→ STATED PROBLEM:
Put every line of the entries below into a Markdown table with two columns, Row for the row number and Line for the line itself. Leave out blank lines.

→ DATASET:
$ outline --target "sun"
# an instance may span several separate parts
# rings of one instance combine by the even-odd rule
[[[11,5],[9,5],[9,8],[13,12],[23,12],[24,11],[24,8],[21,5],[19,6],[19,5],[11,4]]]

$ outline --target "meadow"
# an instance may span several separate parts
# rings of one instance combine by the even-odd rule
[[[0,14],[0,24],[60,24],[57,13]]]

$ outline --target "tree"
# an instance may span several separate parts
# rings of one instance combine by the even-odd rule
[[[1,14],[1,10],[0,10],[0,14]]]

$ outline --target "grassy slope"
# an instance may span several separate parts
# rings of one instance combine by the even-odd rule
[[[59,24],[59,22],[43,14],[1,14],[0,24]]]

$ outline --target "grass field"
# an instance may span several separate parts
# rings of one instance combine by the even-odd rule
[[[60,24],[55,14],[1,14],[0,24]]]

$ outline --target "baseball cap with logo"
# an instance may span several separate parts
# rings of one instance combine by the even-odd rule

→ SOLUTION TO THE EXERCISE:
| Row | Line |
|---|---|
| 1 | $ outline --target "sun" |
| 2 | # an instance may span several separate parts |
| 3 | # rings of one instance combine by the even-odd rule |
| 4 | [[[11,5],[9,5],[9,8],[13,12],[23,12],[24,11],[24,8],[21,5],[19,6],[19,5],[11,4]]] |
| 5 | $ outline --target "meadow" |
| 6 | # an instance may span several separate parts |
| 7 | # rings of one instance combine by the even-odd rule |
| 8 | [[[0,14],[0,24],[60,24],[57,13]]] |
| 9 | $ outline --target "tree" |
| 10 | # an instance may span several separate parts |
| 11 | # rings of one instance combine by the even-odd rule |
| 12 | [[[1,14],[1,10],[0,10],[0,14]]] |
| 13 | $ outline --target "grassy slope" |
| 14 | # an instance may span several separate parts |
| 15 | # rings of one instance combine by the even-odd rule |
| 16 | [[[59,24],[59,22],[43,14],[1,14],[0,24]]] |
| 17 | $ outline --target "grass field" |
| 18 | # an instance may span several separate parts |
| 19 | # rings of one instance combine by the even-odd rule |
| 20 | [[[60,24],[55,14],[1,14],[0,24]]] |
| 21 | $ outline --target "baseball cap with logo" |
| 22 | # an instance may span several separate parts |
| 23 | # rings of one instance combine by the even-odd rule |